— begin Passage —

So I’ve heard of the Foresthill Bridge, because it was in that movie xXx. Actually I saw that stupid movie. I had no idea it was visible from 49 and today it just poof! popped into view  while I was trying to navigate road work lane closures. I was absolutely mesmerized. I almost rear ended the Lumina in front of me twice. What is it about that bridge?

I went home and started researching. It’s the tallest bridge in California, standing 730 feet. Doesn’t sound like much but considering the Golden Gate is only 200 something feet off the Bay, you get the idea. Actually, imagine that all of the water underneath the GG vanished (maybe that will happen one day before a tsunami?). It would look really fucking tall. And that’s the Foresthill Bridge, all the time. It was built to replace the old, much shorter Foresthill Bridge when the Auburn Dam was a possibility. The bridge was never meant to be that way, and if the canyon below it were to be flooded for the dam as planned, you would only see the metal underside.

— end Passage —

* **Aim 1**
Gather all lines from the records below that contain the string "every".

— begin Available records —

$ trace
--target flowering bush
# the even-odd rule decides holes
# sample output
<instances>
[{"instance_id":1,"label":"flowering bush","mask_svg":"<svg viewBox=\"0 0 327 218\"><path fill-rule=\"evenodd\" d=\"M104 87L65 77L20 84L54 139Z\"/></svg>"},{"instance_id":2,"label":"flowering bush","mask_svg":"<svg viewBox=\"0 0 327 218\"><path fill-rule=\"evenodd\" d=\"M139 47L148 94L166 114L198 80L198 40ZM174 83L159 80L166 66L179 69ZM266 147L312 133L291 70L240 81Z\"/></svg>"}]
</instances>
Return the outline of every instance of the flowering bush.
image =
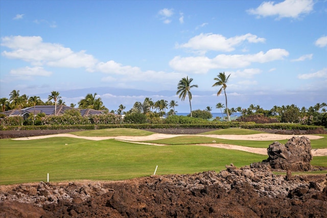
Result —
<instances>
[{"instance_id":1,"label":"flowering bush","mask_svg":"<svg viewBox=\"0 0 327 218\"><path fill-rule=\"evenodd\" d=\"M22 117L19 116L6 116L0 119L2 126L19 126L21 125Z\"/></svg>"},{"instance_id":2,"label":"flowering bush","mask_svg":"<svg viewBox=\"0 0 327 218\"><path fill-rule=\"evenodd\" d=\"M313 124L314 117L313 115L310 116L305 116L302 118L299 118L300 124L302 125L312 125Z\"/></svg>"},{"instance_id":3,"label":"flowering bush","mask_svg":"<svg viewBox=\"0 0 327 218\"><path fill-rule=\"evenodd\" d=\"M89 117L92 124L119 124L121 123L120 115L113 113L92 115Z\"/></svg>"}]
</instances>

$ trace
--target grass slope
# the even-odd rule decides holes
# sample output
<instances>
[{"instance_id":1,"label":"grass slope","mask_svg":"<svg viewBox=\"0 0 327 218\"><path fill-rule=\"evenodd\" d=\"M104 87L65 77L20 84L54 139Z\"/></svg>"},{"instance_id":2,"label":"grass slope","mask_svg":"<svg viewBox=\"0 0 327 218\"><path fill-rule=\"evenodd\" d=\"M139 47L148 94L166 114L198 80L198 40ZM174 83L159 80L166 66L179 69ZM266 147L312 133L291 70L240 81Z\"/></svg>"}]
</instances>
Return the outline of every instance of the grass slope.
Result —
<instances>
[{"instance_id":1,"label":"grass slope","mask_svg":"<svg viewBox=\"0 0 327 218\"><path fill-rule=\"evenodd\" d=\"M247 131L249 130L227 130L218 131L222 131L220 132L223 134L228 132L232 134L250 133ZM87 136L145 136L153 133L126 129L75 133ZM217 133L212 132L208 134ZM313 148L327 147L327 135L320 135L324 138L311 140ZM189 174L209 170L219 172L231 163L241 167L267 157L238 151L192 146L198 143L212 143L213 140L217 143L258 148L267 148L271 143L196 135L152 141L170 144L165 147L113 139L95 141L69 137L32 141L0 139L0 184L46 181L48 173L50 174L50 181L128 179L152 175L157 165L157 174ZM285 143L286 140L279 141ZM327 156L314 157L311 163L327 167Z\"/></svg>"},{"instance_id":2,"label":"grass slope","mask_svg":"<svg viewBox=\"0 0 327 218\"><path fill-rule=\"evenodd\" d=\"M104 129L71 133L80 136L146 136L154 133L145 130L128 128Z\"/></svg>"},{"instance_id":3,"label":"grass slope","mask_svg":"<svg viewBox=\"0 0 327 218\"><path fill-rule=\"evenodd\" d=\"M65 144L67 144L66 145ZM33 141L1 139L1 184L46 181L123 180L153 174L219 171L261 161L264 155L192 146L157 147L109 139L56 137Z\"/></svg>"}]
</instances>

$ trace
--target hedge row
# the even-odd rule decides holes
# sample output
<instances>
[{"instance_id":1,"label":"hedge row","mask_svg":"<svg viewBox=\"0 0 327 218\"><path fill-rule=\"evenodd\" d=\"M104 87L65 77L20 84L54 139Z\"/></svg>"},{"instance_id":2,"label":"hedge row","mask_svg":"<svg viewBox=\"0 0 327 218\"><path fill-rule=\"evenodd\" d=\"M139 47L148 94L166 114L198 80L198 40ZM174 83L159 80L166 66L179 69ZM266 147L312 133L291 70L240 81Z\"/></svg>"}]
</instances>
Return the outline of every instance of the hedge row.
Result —
<instances>
[{"instance_id":1,"label":"hedge row","mask_svg":"<svg viewBox=\"0 0 327 218\"><path fill-rule=\"evenodd\" d=\"M205 124L110 124L87 125L42 125L42 126L0 126L0 130L63 130L81 129L97 130L110 128L131 129L171 129L171 128L200 128L227 129L231 127L243 129L270 129L278 130L307 130L323 128L322 126L301 125L292 124L255 124L253 122L219 122Z\"/></svg>"}]
</instances>

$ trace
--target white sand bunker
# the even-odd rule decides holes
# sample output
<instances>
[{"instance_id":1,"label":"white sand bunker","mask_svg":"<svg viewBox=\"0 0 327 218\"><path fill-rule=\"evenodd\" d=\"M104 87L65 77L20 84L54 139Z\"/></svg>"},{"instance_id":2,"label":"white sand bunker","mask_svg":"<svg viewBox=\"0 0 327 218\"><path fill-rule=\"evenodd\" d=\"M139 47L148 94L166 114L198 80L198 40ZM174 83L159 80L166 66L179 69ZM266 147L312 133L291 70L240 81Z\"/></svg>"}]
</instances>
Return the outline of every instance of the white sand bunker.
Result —
<instances>
[{"instance_id":1,"label":"white sand bunker","mask_svg":"<svg viewBox=\"0 0 327 218\"><path fill-rule=\"evenodd\" d=\"M293 136L306 136L309 139L319 139L323 138L322 136L313 135L279 135L269 133L259 133L252 135L195 135L197 136L209 137L212 138L221 138L229 140L246 140L253 141L272 141L277 140L289 139ZM142 143L144 144L149 144L152 146L165 146L167 144L157 144L153 143L141 142L140 141L147 141L152 140L162 139L164 138L172 138L177 136L195 136L195 135L174 135L168 134L155 133L146 136L107 136L107 137L90 137L90 136L80 136L72 134L58 134L55 135L42 135L39 136L32 136L25 138L18 138L12 140L25 140L32 139L39 139L42 138L51 138L53 137L69 137L76 138L82 138L84 139L99 141L101 140L106 140L114 139L132 143ZM248 152L267 155L267 149L251 148L244 146L235 146L233 144L223 144L220 143L196 144L195 146L208 146L211 147L220 148L225 149L232 149L239 151L243 151ZM268 144L267 144L267 147ZM311 150L312 155L314 156L327 156L327 149L312 149Z\"/></svg>"}]
</instances>

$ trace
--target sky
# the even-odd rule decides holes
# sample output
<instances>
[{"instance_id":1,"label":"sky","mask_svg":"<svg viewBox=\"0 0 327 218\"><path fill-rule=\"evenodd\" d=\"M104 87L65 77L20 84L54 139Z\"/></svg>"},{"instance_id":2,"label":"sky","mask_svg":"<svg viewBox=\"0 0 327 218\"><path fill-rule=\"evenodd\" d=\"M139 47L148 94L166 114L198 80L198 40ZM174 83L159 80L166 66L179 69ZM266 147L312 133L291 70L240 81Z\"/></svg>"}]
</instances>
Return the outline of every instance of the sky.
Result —
<instances>
[{"instance_id":1,"label":"sky","mask_svg":"<svg viewBox=\"0 0 327 218\"><path fill-rule=\"evenodd\" d=\"M192 109L327 102L327 1L0 1L0 98L67 105L97 93L109 110L148 97Z\"/></svg>"}]
</instances>

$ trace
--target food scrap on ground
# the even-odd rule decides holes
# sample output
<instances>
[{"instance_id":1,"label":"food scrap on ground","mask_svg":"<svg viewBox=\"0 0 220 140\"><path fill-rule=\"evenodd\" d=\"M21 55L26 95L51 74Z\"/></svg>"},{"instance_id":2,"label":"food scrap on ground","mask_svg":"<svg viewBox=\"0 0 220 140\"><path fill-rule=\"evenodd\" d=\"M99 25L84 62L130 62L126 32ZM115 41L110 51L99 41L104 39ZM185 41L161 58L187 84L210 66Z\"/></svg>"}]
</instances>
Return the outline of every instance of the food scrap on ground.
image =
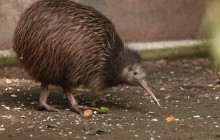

— end Available records —

* **Aim 2**
Duplicate the full Foresthill Bridge passage above, word for word.

* **Worked answer 1**
Return the outline of every instance of the flowering bush.
Return the outline of every instance of the grass slope.
Return the outline of every instance of the hedge row.
Return the outline of every instance of the white sand bunker.
Return the outline of every instance of the sky.
Return the outline of every instance of the food scrap on ground.

* **Worked answer 2**
So I’ve heard of the Foresthill Bridge, because it was in that movie xXx. Actually I saw that stupid movie. I had no idea it was visible from 49 and today it just poof! popped into view  while I was trying to navigate road work lane closures. I was absolutely mesmerized. I almost rear ended the Lumina in front of me twice. What is it about that bridge?

I went home and started researching. It’s the tallest bridge in California, standing 730 feet. Doesn’t sound like much but considering the Golden Gate is only 200 something feet off the Bay, you get the idea. Actually, imagine that all of the water underneath the GG vanished (maybe that will happen one day before a tsunami?). It would look really fucking tall. And that’s the Foresthill Bridge, all the time. It was built to replace the old, much shorter Foresthill Bridge when the Auburn Dam was a possibility. The bridge was never meant to be that way, and if the canyon below it were to be flooded for the dam as planned, you would only see the metal underside.